◆ BRIEF 1:
According to the abstract on shaken bipartite optical lattices, what makes the four-Fermi-point metal possible?

Ultracold fermions in a one-dimensional bipartite optical lattice: Metal-insulator transitions driven by shaking

M. Di Liberto, D. Malpetti, G. I. Japaridze, and C. Morais Smith
Phys. Rev. A 90, 023634 – Published 29 August 2014

Abstract

We theoretically investigate the behavior of a system of fermionic atoms loaded in a bipartite one-dimensional optical lattice that is under the action of an external time-periodic driving force. By using Floquet theory, an effective model is derived. The bare hopping coefficients are renormalized by zeroth-order Bessel functions of the first kind with different arguments for the nearest-neighbor and next-nearest-neighbor hopping. The insulating behavior characterizing the system at half filling in the absence of driving is dynamically suppressed, and for particular values of the driving parameter the system becomes either a standard metal or an unconventional metal with four Fermi points. The existence of the four-Fermi-point metal relies on the fact that, as a consequence of the shaking procedure, the next-nearest-neighbor hopping coefficients become significant compared to the nearest-neighbor ones. We use the bosonization technique to investigate the effect of on-site Hubbard interactions on the four-Fermi-point metal-insulator phase transition. Attractive interactions are expected to enlarge the regime of parameters where the unconventional metallic phase arises, whereas repulsive interactions reduce it. This metallic phase is known to be a Luther-Emery liquid (spin-gapped metal) for both repulsive and attractive interactions, contrary to the usual Hubbard model, which exhibits a Mott-insulator phase for repulsive interactions. Ultracold fermions in driven one-dimensional bipartite optical lattices provide an interesting platform for the realization of this long-studied four-Fermi-point unconventional metal.

◆ LISTED ENTRIES:
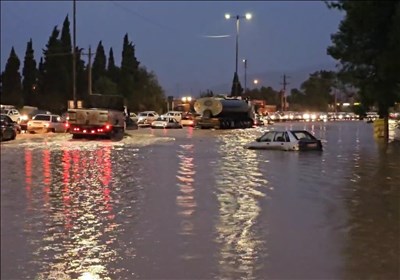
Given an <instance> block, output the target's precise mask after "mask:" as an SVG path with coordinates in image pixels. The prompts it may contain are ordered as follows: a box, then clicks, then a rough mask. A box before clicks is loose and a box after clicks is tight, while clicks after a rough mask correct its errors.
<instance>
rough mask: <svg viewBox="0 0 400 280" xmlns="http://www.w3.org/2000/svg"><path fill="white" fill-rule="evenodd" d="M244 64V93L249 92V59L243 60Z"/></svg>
mask: <svg viewBox="0 0 400 280" xmlns="http://www.w3.org/2000/svg"><path fill="white" fill-rule="evenodd" d="M243 62H244V93H246V90H247V59H243Z"/></svg>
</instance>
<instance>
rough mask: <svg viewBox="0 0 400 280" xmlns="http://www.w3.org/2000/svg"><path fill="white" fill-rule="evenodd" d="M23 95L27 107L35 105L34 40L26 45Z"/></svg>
mask: <svg viewBox="0 0 400 280" xmlns="http://www.w3.org/2000/svg"><path fill="white" fill-rule="evenodd" d="M22 75H23V81H22V93H23V98H24V104H25V105H33V104H32V102H33V99H34V94H35V87H36V82H37V76H38V73H37V69H36V60H35V56H34V51H33V46H32V39H30V40H29V42H28V43H27V45H26V52H25V59H24V68H23V69H22Z"/></svg>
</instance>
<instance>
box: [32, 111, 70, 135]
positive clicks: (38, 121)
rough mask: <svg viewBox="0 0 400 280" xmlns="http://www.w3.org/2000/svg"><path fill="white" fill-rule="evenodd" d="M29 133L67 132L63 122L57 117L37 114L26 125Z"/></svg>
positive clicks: (57, 115) (58, 116)
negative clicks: (27, 127)
mask: <svg viewBox="0 0 400 280" xmlns="http://www.w3.org/2000/svg"><path fill="white" fill-rule="evenodd" d="M27 127H28V128H27V131H28V132H29V133H37V132H67V130H68V127H67V123H66V122H65V120H63V119H62V118H61V117H60V116H59V115H48V114H37V115H35V116H34V117H33V118H32V120H30V121H28V123H27Z"/></svg>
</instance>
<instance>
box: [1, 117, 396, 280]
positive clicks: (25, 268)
mask: <svg viewBox="0 0 400 280" xmlns="http://www.w3.org/2000/svg"><path fill="white" fill-rule="evenodd" d="M274 127H287V128H301V129H303V128H305V129H307V130H309V131H312V132H313V133H314V134H315V135H316V136H317V137H318V138H321V139H322V140H323V145H324V151H323V152H308V153H301V152H281V151H257V150H246V149H243V148H242V146H243V145H244V144H245V143H247V142H249V141H252V140H253V139H254V138H255V137H257V136H259V135H260V134H261V132H262V130H264V129H265V128H257V129H247V130H231V131H228V130H227V131H213V130H194V129H192V128H184V129H182V130H157V131H156V130H151V129H139V131H134V132H133V133H132V135H133V136H132V137H125V138H124V139H123V140H122V141H119V142H111V141H106V140H102V141H85V140H71V139H70V138H71V137H70V136H68V135H63V134H60V135H55V136H52V137H46V138H34V139H17V140H16V141H15V142H12V141H11V142H5V143H2V144H1V279H399V277H400V272H399V270H400V248H399V247H400V240H399V236H400V231H399V228H400V224H399V223H400V222H399V221H400V217H399V213H400V209H399V205H400V195H399V193H400V143H390V144H389V145H384V144H383V143H381V142H380V141H377V140H375V139H374V138H373V133H372V131H373V129H372V126H371V125H370V124H366V123H364V122H342V123H297V124H274V125H273V126H271V128H274Z"/></svg>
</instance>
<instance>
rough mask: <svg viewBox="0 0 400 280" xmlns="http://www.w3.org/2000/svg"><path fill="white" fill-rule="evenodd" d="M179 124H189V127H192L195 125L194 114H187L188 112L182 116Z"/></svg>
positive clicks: (184, 125)
mask: <svg viewBox="0 0 400 280" xmlns="http://www.w3.org/2000/svg"><path fill="white" fill-rule="evenodd" d="M181 125H182V126H191V127H194V126H195V119H194V116H192V115H189V114H187V115H184V116H182V119H181Z"/></svg>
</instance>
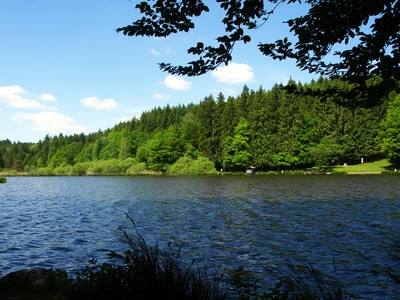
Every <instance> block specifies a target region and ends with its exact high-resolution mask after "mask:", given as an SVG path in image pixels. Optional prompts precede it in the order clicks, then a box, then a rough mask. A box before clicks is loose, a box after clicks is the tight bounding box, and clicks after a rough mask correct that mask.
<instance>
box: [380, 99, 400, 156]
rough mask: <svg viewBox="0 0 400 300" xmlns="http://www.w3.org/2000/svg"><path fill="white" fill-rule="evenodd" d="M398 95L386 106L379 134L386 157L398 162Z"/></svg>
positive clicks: (399, 106)
mask: <svg viewBox="0 0 400 300" xmlns="http://www.w3.org/2000/svg"><path fill="white" fill-rule="evenodd" d="M399 116H400V95H398V96H397V97H395V98H394V99H393V100H392V101H391V102H390V103H389V106H388V109H387V114H386V117H385V119H384V120H383V121H382V123H381V131H380V132H379V139H380V144H381V147H382V151H383V152H384V153H385V154H386V156H387V157H388V158H389V159H391V160H393V161H395V162H397V163H399V162H400V118H399Z"/></svg>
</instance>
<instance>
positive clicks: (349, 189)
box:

◆ BRIEF 2:
Pull out every line of the entries that contains the string "after", matching case exactly.

◆ ANSWER 1:
It exists because the shaking makes the next-nearest-neighbor hopping coefficients significant compared to the nearest-neighbor ones. In the effective model, the bare hopping coefficients are renormalized by zeroth-order Bessel functions of the first kind, with different arguments for the two kinds of hopping.

◆ ANSWER 2:
Given an <instance> block, output the target's precise mask after "mask:" as an SVG path with coordinates in image pixels. The prompts it may contain are ordered as follows: a box, then clicks, then a rough mask. A box before clicks is loose and a box after clicks is tight, while clicks after a rough mask correct its errors.
Every <instance> block specifies a target region and ends with its exact high-resolution mask after "mask:", given as an SVG path in image pixels. Optional prompts precede it in the order clicks, then a box, then a rough mask. A box before clicks is loose, a box after clicks is the tight bounding box, and clicks after a rough mask correct that mask.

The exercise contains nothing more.